(Data to use begins)

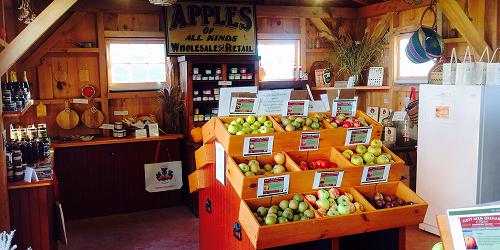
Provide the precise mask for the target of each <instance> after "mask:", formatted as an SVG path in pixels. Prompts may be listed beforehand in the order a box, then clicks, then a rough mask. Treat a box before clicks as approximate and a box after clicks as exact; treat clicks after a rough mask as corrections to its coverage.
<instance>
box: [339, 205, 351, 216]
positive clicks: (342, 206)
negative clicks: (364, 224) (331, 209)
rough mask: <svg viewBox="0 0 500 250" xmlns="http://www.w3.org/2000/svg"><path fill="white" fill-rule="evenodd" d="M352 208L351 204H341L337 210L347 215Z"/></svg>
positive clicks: (342, 213)
mask: <svg viewBox="0 0 500 250" xmlns="http://www.w3.org/2000/svg"><path fill="white" fill-rule="evenodd" d="M350 208H351V206H350V205H349V204H339V205H338V207H337V211H339V213H340V214H341V215H346V214H350Z"/></svg>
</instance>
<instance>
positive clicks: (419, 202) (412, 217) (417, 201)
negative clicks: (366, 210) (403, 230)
mask: <svg viewBox="0 0 500 250" xmlns="http://www.w3.org/2000/svg"><path fill="white" fill-rule="evenodd" d="M355 188H356V189H357V190H358V191H359V192H360V193H361V194H362V195H363V196H364V197H365V198H366V199H371V197H373V195H374V194H375V192H380V193H383V194H395V195H397V196H398V197H399V198H401V199H403V200H405V201H412V202H414V203H415V204H414V205H409V206H402V207H394V208H384V209H375V211H368V212H367V213H366V215H365V216H366V224H367V228H368V230H370V231H372V230H382V229H387V228H393V227H401V226H409V225H416V224H419V223H422V221H424V217H425V213H426V211H427V207H428V204H427V203H426V202H425V201H424V200H423V199H422V198H420V197H419V196H418V195H417V194H416V193H415V192H413V191H412V190H411V189H410V188H409V187H407V186H406V185H405V184H403V183H402V182H400V181H396V182H388V183H381V184H375V185H364V186H358V187H355Z"/></svg>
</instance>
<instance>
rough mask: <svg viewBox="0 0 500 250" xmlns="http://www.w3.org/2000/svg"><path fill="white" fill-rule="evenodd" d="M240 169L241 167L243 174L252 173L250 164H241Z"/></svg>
mask: <svg viewBox="0 0 500 250" xmlns="http://www.w3.org/2000/svg"><path fill="white" fill-rule="evenodd" d="M238 167H240V169H241V171H243V173H246V172H248V171H250V166H248V164H245V163H240V164H239V165H238Z"/></svg>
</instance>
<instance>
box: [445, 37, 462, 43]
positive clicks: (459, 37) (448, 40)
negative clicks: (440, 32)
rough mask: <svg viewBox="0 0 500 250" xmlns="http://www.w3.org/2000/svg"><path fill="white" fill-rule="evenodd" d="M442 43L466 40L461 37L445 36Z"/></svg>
mask: <svg viewBox="0 0 500 250" xmlns="http://www.w3.org/2000/svg"><path fill="white" fill-rule="evenodd" d="M443 41H444V43H466V42H467V40H465V38H463V37H457V38H445V39H443Z"/></svg>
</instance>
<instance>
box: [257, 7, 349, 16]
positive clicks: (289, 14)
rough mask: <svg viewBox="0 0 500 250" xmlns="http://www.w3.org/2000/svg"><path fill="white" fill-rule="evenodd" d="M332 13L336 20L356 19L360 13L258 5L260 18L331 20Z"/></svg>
mask: <svg viewBox="0 0 500 250" xmlns="http://www.w3.org/2000/svg"><path fill="white" fill-rule="evenodd" d="M332 13H333V15H334V16H333V17H335V18H344V19H355V18H357V14H358V11H357V9H354V8H336V7H298V6H274V5H257V16H258V17H288V18H300V17H305V18H311V17H316V18H330V14H332Z"/></svg>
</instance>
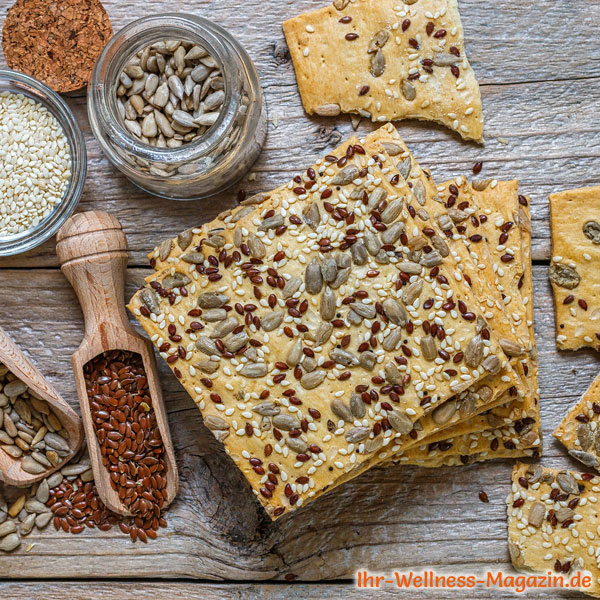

(Data to use ends)

Pick out each line of the records above that contains the string "clicks", and copy those lines in full. Case counts when matching.

Provide the precise mask for the target of each <instance> after "mask:", formatted as an SVG path in pixels. Prompts may be listed beforehand in the order a box, then clicks, then a rough mask. Treat a box before clicks as approximate and a box after clicks as exact; treat clicks after a rough mask as corrections to its coverage.
positive clicks: (342, 206)
negative clicks: (364, 224) (331, 209)
positive clicks: (342, 213)
positive clicks: (419, 202) (412, 217) (417, 201)
negative clicks: (366, 210) (403, 230)
positive clicks: (459, 37) (448, 40)
negative clicks: (440, 32)
positive clicks: (289, 14)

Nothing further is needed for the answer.